Die Apokalypse als Ereignis

Allen Religionen, die ihre Wurzeln im Mittelmeerraum haben, liegen im Bereich ihrer Eschatologie iranische und indische Apokalypsevorstellungen zugrunde. Die indische Spekulation geht ebenso wie die auf ihr basierenden iranischen Mythen von einer Aufteilung der Geschichte in drei bzw. vier „Weltzeitalter“ aus. Jeweils von unterschiedlicher Dauer, verschlechtern sich irdische Zustände bei Natur und Mensch zusehends. Während die indische Apokalyptik die Verschlechterung der Weltzustände noch mit pantheistischen Vorstellungen verknüpft (das All altert), kennt der Iran mit der Figur des Zarathustra eine Erlösungsgestalt, die am Ende der Zeiten die Scheidung von Gut und Böse in Gang setzt. Hier tauchen auch die ersten literarischen Apokalypsen auf.

Ob die iranische Apokalyptik selbst die jüdische Apokalyptik beeinflusst hat, oder ob dies durch Vermittlung parsischer Apokalypsevorstellungen geschah, ist in der Forschung umstritten.

„Für die christliche Theologie besitzt die Apokalyptik des Parsismus“ jedenfalls „vorrangige Bedeutung“. In ihr tauchen erstmals auch die uns bekannten Vorstellungen eines Weltgerichtes, der Totenauferstehung, einer messianischen Gestalt (im Persischen der Saoshyant) und schließlich einer Läuterungszeremonie (der endzeitlichen Scheidung der guten Menschen von den bösen) auf. Diese Läuterungszeremonie wird eingeleitet durch den Einschlag eines riesigen Meteors, durch den die Berge zerstört werden und ein See flüssigen Metalls entsteht.

Damit haben wir auch schon die wesentlichen Elemente des Ereignisses „Apokalypse“ zusammengetragen, die sich mehr oder weniger stark ausgeprägt in all den eingangs genannten Religionen finden.

Ich fasse zusammen:

1) Der Weltenlauf ist in verschiedene Perioden aufgeteilt, in denen eine zunehmende Verschlechterung der Zustände zu beobachten ist (soziale Verwerfungen, Unruhen etc.). Am Ende dieses Prozesses kommt es zur endzeitlichen Katastrophe.

2) Der notwendige Läuterungsprozess wird durch eine messianische Gestalt in Gang gesetzt.

3) Der Läuterungsprozess beginnt mit einer allgemeinen Totenauferstehung.
* * * * *
AUFGABENLISTE.
A: Nenne alle Vorstellungen, die laut dem Text über die Apokalypse in der Apokalyptik des Parsismus zum ersten Mal auftauchen.
B: Gib aus dem Text über die Apokalypse alles von „2) Der notwendige“ bis hin zu „einer allgemeinen Totenauferstehung.“ wortgleich wieder.

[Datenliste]
* * * * *
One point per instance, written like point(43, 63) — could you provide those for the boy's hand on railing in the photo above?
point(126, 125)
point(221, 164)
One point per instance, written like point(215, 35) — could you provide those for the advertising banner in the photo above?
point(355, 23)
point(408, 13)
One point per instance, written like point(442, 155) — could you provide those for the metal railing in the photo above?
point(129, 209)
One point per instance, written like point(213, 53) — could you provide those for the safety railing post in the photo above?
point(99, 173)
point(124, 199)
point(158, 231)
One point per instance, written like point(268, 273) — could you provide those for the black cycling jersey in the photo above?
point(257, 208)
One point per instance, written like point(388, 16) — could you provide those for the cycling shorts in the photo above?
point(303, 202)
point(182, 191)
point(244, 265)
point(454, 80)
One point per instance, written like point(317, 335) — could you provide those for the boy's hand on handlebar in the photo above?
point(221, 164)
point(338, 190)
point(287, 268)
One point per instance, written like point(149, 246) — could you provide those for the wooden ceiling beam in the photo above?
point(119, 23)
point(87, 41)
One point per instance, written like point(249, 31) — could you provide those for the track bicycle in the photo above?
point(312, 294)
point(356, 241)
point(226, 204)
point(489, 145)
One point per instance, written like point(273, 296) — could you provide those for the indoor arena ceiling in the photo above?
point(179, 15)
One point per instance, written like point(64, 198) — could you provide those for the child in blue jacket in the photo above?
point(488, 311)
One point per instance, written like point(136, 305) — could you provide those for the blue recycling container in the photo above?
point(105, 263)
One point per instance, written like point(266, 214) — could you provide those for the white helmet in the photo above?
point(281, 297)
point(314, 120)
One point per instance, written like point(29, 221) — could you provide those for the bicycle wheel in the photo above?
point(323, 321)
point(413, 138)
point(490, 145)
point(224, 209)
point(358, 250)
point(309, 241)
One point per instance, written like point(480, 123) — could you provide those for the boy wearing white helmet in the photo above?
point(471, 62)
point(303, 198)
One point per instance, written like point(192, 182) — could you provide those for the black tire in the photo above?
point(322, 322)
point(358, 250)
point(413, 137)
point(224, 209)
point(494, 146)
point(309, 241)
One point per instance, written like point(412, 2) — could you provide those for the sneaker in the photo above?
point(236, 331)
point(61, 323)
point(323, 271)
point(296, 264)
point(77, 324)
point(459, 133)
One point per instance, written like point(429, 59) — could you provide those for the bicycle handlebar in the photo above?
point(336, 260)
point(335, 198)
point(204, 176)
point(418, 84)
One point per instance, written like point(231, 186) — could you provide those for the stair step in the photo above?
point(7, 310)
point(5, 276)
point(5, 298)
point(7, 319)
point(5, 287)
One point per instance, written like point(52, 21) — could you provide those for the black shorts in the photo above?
* * * * *
LÖSUNGEN.
A:
- Weltgericht
- Totenauferstehung
- messianische Gestalt (im Persischen der Saoshyant)
- Läuterungszeremonie (die endzeitliche Scheidung der guten Menschen von den bösen)

B:
2) Der notwendige Läuterungsprozess wird durch eine messianische Gestalt in Gang gesetzt.

3) Der Läuterungsprozess beginnt mit einer allgemeinen Totenauferstehung.